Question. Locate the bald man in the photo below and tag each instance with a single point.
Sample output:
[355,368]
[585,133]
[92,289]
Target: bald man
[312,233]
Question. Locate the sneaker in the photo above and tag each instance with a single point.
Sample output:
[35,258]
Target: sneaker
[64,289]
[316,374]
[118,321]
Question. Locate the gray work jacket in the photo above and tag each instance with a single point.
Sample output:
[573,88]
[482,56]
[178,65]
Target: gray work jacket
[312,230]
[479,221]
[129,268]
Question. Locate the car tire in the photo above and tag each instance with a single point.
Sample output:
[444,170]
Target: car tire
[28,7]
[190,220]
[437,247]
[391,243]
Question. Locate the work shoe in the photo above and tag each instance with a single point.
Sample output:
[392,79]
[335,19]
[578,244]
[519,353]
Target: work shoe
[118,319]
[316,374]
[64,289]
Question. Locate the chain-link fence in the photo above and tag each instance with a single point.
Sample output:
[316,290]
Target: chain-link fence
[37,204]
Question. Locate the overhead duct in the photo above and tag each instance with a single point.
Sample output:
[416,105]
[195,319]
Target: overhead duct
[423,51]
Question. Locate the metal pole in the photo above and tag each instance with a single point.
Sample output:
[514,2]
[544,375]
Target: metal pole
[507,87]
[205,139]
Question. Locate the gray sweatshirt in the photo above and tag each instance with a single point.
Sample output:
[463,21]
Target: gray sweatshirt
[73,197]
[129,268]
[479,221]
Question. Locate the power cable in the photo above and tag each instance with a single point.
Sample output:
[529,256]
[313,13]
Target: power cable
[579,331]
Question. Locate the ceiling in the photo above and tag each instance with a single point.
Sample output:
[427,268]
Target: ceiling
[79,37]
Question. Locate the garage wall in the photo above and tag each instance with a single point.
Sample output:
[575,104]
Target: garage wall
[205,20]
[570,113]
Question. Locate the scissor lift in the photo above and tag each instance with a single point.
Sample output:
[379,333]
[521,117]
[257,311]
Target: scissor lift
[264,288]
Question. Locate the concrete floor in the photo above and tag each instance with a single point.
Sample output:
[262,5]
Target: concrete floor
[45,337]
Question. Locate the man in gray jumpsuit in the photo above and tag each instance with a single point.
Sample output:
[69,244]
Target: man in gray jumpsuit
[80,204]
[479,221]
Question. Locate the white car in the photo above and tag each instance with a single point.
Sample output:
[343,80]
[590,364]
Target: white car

_ _ _ _

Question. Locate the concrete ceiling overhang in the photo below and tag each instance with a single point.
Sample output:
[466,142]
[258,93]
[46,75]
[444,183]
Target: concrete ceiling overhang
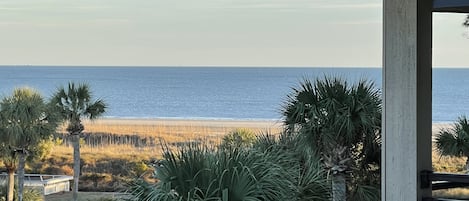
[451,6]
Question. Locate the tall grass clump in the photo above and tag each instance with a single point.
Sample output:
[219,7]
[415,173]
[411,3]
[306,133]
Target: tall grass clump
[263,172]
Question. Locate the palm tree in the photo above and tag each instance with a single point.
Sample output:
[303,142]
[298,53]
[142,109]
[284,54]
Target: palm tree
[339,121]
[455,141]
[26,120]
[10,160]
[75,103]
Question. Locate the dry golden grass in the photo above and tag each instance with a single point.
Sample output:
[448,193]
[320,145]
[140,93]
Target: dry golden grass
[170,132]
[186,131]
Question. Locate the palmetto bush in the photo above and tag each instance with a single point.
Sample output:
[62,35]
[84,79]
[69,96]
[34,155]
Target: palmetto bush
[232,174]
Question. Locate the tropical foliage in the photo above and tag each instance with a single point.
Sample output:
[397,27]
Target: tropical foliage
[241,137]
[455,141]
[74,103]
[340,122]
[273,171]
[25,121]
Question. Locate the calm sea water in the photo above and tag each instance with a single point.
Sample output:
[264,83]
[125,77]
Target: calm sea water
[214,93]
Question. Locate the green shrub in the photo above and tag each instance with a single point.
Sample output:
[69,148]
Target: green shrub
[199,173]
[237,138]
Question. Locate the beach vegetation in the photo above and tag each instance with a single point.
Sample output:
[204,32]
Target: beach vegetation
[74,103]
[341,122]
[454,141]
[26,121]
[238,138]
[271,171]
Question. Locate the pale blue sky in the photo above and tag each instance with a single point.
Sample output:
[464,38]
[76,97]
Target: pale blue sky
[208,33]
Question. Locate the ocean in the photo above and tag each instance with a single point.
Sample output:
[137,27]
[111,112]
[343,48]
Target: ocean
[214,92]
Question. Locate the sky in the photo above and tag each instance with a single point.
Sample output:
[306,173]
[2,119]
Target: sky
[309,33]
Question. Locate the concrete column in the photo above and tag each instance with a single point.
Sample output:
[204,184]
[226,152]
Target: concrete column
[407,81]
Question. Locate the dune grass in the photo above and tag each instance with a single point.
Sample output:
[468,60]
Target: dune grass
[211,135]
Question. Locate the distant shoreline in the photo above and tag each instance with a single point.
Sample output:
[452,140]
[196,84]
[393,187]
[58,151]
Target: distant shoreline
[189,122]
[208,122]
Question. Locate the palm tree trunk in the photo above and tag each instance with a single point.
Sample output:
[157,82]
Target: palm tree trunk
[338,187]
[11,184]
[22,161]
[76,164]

_ _ _ _

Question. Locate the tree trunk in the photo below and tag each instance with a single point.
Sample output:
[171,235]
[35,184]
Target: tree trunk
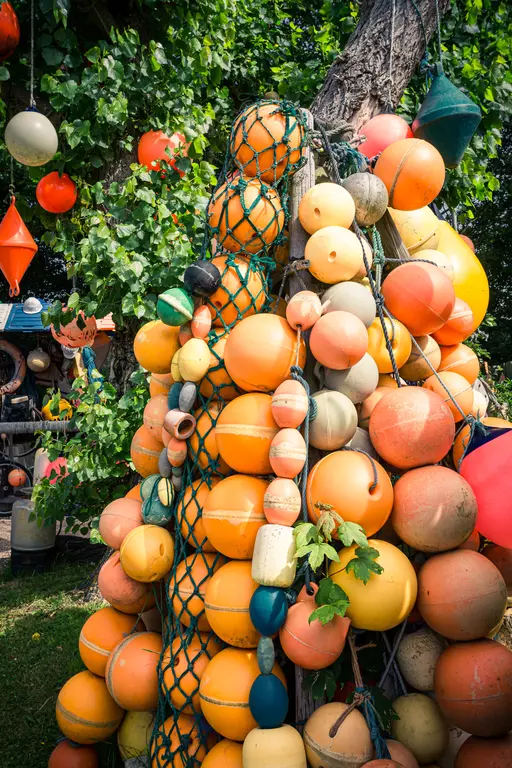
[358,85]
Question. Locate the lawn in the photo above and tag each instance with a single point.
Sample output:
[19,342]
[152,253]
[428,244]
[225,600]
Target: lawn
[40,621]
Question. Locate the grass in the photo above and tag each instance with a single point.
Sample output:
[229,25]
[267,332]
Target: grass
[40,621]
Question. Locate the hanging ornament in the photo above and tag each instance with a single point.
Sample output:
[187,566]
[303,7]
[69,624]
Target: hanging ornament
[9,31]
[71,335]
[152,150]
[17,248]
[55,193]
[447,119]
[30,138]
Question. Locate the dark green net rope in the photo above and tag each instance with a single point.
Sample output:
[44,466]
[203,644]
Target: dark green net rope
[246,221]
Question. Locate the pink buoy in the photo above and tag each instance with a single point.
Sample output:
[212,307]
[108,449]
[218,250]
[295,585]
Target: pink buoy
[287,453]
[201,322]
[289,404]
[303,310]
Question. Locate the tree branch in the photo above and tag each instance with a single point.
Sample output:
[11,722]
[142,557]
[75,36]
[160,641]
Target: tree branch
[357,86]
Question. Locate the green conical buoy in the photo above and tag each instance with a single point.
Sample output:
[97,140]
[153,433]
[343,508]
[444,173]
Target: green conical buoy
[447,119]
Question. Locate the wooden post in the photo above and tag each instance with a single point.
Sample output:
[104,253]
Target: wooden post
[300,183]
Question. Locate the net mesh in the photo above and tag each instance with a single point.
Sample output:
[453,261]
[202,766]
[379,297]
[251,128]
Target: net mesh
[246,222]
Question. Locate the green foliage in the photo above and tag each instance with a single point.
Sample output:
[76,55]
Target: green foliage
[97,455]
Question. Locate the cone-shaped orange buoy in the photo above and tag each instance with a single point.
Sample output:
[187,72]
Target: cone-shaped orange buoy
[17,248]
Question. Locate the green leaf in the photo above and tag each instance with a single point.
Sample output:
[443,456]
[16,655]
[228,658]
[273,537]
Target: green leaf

_ _ _ _

> **TASK GOAL**: Recast the part that opens with the line containing "Question. Locate the net" and closes with the line containing "Target: green leaf" as a Markdown table with the columns Row and Line. Put a running number under Row and each line under Line, leaving out any blank lines.

> **FULL OUTPUT**:
| Row | Line |
|---|---|
| 1 | Question. Locate the net mesh in the photo above and tag each instance with a single point. |
| 2 | Sample output: |
| 3 | [453,261] |
| 4 | [202,766] |
| 5 | [379,297] |
| 6 | [251,128] |
| 7 | Target: net mesh |
| 8 | [246,222] |
| 9 | Question. Locate the green foliage in the photo above and tag each instance with a single point. |
| 10 | Sample output: |
| 11 | [76,55] |
| 12 | Target: green foliage |
| 13 | [97,455] |
| 14 | Question. Locate the cone-shaped orange buoy in the photo above and tag each instance with a single point. |
| 15 | Sample output: |
| 16 | [187,72] |
| 17 | Target: cone-shaped orange buoy |
| 18 | [17,248] |
| 19 | Question. Locate the green leaf in the photo above and tag each instance with a single point. |
| 20 | Sample output: |
| 21 | [443,456] |
| 22 | [16,655] |
| 23 | [228,658] |
| 24 | [273,537] |
| 25 | Target: green leaf |